Start of Block

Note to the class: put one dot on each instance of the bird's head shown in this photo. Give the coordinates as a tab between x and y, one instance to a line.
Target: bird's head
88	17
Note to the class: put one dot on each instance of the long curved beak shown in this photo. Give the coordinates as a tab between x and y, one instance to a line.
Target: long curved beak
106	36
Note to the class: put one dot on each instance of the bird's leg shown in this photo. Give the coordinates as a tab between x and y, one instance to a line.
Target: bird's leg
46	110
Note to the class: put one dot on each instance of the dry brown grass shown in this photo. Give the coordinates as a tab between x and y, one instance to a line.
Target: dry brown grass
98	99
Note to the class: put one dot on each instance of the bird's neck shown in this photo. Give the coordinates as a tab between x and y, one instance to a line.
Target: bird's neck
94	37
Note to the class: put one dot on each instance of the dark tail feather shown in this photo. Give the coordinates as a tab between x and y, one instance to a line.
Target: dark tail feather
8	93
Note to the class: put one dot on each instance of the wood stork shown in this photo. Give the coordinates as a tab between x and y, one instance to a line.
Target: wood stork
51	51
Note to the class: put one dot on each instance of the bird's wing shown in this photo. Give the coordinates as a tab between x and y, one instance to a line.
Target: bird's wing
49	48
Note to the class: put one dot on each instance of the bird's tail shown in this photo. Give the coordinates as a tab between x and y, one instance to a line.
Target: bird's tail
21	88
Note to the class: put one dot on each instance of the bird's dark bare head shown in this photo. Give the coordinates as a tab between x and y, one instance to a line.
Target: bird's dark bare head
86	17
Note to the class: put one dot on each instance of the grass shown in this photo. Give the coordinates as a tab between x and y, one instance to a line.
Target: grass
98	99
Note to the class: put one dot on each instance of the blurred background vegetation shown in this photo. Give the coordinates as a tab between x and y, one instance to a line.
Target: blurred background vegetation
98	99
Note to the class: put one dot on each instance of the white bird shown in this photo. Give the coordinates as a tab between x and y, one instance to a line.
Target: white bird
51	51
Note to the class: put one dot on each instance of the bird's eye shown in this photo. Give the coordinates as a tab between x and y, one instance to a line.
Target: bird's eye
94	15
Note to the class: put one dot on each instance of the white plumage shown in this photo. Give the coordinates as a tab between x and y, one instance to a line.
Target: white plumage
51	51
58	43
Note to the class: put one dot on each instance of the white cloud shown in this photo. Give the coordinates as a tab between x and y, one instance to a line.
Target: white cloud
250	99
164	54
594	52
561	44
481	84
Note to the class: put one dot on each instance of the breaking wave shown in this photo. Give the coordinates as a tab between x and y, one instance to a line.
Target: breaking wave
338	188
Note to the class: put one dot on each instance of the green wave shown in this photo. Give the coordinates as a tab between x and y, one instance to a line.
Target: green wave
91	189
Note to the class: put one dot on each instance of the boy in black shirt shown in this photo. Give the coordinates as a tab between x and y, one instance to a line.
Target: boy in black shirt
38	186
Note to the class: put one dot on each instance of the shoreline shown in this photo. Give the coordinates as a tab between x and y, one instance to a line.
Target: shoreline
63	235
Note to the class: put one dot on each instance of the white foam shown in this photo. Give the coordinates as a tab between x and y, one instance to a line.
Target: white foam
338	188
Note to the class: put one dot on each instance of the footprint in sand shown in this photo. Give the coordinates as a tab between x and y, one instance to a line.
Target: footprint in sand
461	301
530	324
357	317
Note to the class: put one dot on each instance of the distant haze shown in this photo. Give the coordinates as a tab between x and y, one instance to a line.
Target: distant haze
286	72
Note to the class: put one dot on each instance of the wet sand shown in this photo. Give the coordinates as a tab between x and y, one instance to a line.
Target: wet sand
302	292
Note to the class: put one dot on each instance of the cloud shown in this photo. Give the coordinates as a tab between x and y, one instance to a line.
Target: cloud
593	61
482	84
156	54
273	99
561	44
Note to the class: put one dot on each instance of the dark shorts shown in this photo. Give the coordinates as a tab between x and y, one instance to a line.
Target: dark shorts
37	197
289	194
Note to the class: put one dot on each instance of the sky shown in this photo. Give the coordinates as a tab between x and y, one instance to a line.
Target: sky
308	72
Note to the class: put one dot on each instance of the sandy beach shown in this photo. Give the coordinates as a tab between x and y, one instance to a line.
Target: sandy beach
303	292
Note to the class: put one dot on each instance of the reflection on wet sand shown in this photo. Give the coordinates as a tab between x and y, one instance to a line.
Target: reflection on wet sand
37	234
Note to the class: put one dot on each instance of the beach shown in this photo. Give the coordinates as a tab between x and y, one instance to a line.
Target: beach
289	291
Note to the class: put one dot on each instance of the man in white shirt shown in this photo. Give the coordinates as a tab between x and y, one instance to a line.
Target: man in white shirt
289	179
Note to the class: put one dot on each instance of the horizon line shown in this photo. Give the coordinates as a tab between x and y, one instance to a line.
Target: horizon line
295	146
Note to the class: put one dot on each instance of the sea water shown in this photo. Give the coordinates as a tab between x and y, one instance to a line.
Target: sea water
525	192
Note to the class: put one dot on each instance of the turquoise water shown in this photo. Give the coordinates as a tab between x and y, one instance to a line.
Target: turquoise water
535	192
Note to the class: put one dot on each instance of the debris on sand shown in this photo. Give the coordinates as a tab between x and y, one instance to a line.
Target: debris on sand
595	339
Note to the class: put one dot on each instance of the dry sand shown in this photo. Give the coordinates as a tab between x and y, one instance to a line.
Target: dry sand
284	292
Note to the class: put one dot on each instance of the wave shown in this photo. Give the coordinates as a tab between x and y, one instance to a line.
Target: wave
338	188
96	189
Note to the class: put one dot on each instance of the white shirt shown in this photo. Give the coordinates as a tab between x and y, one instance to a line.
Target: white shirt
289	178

End of Block

WHAT IS REQUIRED ::
Give the entries again exactly as they stand.

EXERCISE ANSWER ::
Note to the class: put one dot on each instance of the bird's head shown in this photo. Give the coordinates as a tab between x and y, one instance to a line.
Target: bird's head
88	17
Note to the class: put one dot on each instance of the long curved beak shown in this photo. Give the coordinates as a tab between x and y, one instance to a line.
Target: long curved beak
106	36
Note to the class: put one dot on each instance of the bird's leg shown in this photo. Give the coordinates as a tab between x and y, one instance to a line.
Target: bird's leg
46	110
Note to the class: put one dot on each instance of the dry brown grass shown in this photo. Give the coordinates as a tab between x and y, one instance to a line.
Target: dry brown grass
98	99
Note to the class: put one dot on each instance of the bird's neck shown in this photo. Give the coordinates as a tab between x and y, one instance to a line.
Target: bird's neck
94	37
Note to the class: put one dot on each instance of the dark tail feather shown in this photo. Give the coordinates as a tab between x and y, one instance to a line.
Target: dark tail feather
8	93
Note to the class: put one dot on each instance of the wood stork shown in this photo. Give the coordinates as a tab between x and y, one instance to a line.
Target: wood stork
51	51
Note to the class: put one dot on each instance of the bird's wing shown in this photo. Give the coordinates as a tab between x and y, one instance to a line.
Target: bird's wing
49	48
Note to the class: put one dot on each instance of the bird's tail shown in this photo. Give the coordinates as a tab between x and y, one instance to a line.
Target: bird's tail
21	88
Note to the class: put one dot on each instance of the bird's dark bare head shown in this photo. Give the coordinates as a tab between x and y, one instance to a line.
Target: bird's dark bare head
86	17
Note to the class: put one dot on each instance of the grass shown in this photo. Give the coordinates as a tab between x and y, one instance to a line.
Target: grass
98	99
Note to the class: put one dot on each instance of the blurred background vegetation shown in this photo. Give the coordinates as a tab between x and y, one instance to a line.
Target: blurred background vegetation
98	99
Note to the class: put one dot on each instance of the white bird shown in this photo. Give the coordinates as a tab between x and y, one instance to a line.
Target: white bird
51	51
Note to the class: put one dot on each instance of the bird's eye shown in this photo. Give the coordinates as a tab between x and y, one instance to a line.
Target: bird's eye
94	15
Note to the class: put one dot on each instance of the white plumage shown in this photo. Give the coordinates as a tab between x and y, one instance to a line.
Target: white plumage
51	51
58	43
Note to the class: put one dot on each instance of the white cloud shown in this photo. Give the coordinates as a tab between x and y, one instance to a line.
Target: white cloud
250	99
164	54
594	52
561	44
481	84
Note to the class: put one dot on each instance of the breaking wave shown in this photo. Give the coordinates as a tab between x and y, one instance to a line.
Target: breaking wave
338	188
Note to the class: put one dot on each instance of the green wave shown in this photo. Give the coordinates as a tab between x and y, one instance to a line.
Target: green wave
91	189
Note to the class: put one dot on each instance of the boy in black shirt shown in this photo. Give the coordinates as a tab between x and y, one instance to a line.
Target: boy in black shirt
38	186
Note to the class: put one dot on each instance of the shoreline shown in this photo. Give the coordinates as a tab between x and y, one instance to a line.
Target: shoreline
63	235
Note to the class: put one dot on each instance of the white foam shown in this photo. Give the coordinates as a tab between x and y, one instance to a line.
Target: white foam
338	188
Note to the class: put one dot on each instance of the footprint in sand shown in this photo. Give the coordinates as a tab between x and y, one instance to a line.
Target: footprint in sand
461	301
530	324
357	317
Note to the class: put one dot on each instance of the distant haze shown in this photo. Give the coordinates as a tab between x and y, one instance to a line.
Target: distant haze
286	72
Note to the class: put one dot on each instance of the wet sand shown in this photo. Give the coordinates as a tab between x and y, one instance to a line.
Target: wet sand
302	292
Note to the class: put one dot on each instance of the cloud shown in this photo. Give the coordinates as a tab between x and y, one instance to a line.
Target: cloud
593	61
482	84
156	54
273	99
561	44
Note to the class: put one dot on each instance of the dark shorts shown in this photo. Give the coordinates as a tab between x and y, one instance to a line.
Target: dark shorts
37	197
289	194
Note to the class: put one dot on each instance of the sky shown in this photo. Give the coordinates as a tab between x and y, one instance to a line.
Target: sky
308	72
Note to the class: put one dot on each instance of the sandy beach shown in this photo. Give the coordinates as a tab between x and y, one instance to a line.
Target: sandy beach
303	292
Note to the class: put one dot on each instance of the reflection on wet sand shown in this photo. Give the coordinates as a tab between x and y, one instance to a line.
Target: reflection on wet sand
37	234
Note to the class: put one dot on each instance of the beach shown in this photo. Give the coordinates as a tab between x and y, one instance to a line.
Target: beach
289	291
Note to the class: put one dot on each instance of the man in white shirt shown in this photo. Give the coordinates as a tab between x and y, one instance to a line.
Target: man in white shirt
289	179
Note to the class: put one dot on each instance of the horizon line shown in this photo. Give the coordinates as a tab between x and y, one instance to a line.
Target: horizon line
295	146
Note to the class: put one dot on each instance of the sea water shown in this photo. Give the coordinates as a tab between x and y, one instance to a line.
Target: sea water
525	192
Note to the class: put one dot on each instance of the turquoise water shown in this photo. Give the coordinates as a tab between x and y, one instance to a line.
Target: turquoise water
535	192
Note to the class: put one dot on each instance of the debris on sand shown in this photo. Give the coordinates as a tab between x and y, one instance to a line.
Target: debris on sand
595	339
Note to the class: put one dot on each instance of the dry sand shown in this photo. Give the coordinates as a tab between x and y, one instance to a line.
Target: dry sand
284	292
Note to the class: put one dot on each instance of the wave shown in this photo. Give the coordinates as a tab between x and y, one instance to a line.
Target: wave
338	188
96	189
Note to the class: put one dot on each instance of the white shirt shown in this photo. Give the coordinates as a tab between x and y, one instance to a line.
Target: white shirt
289	178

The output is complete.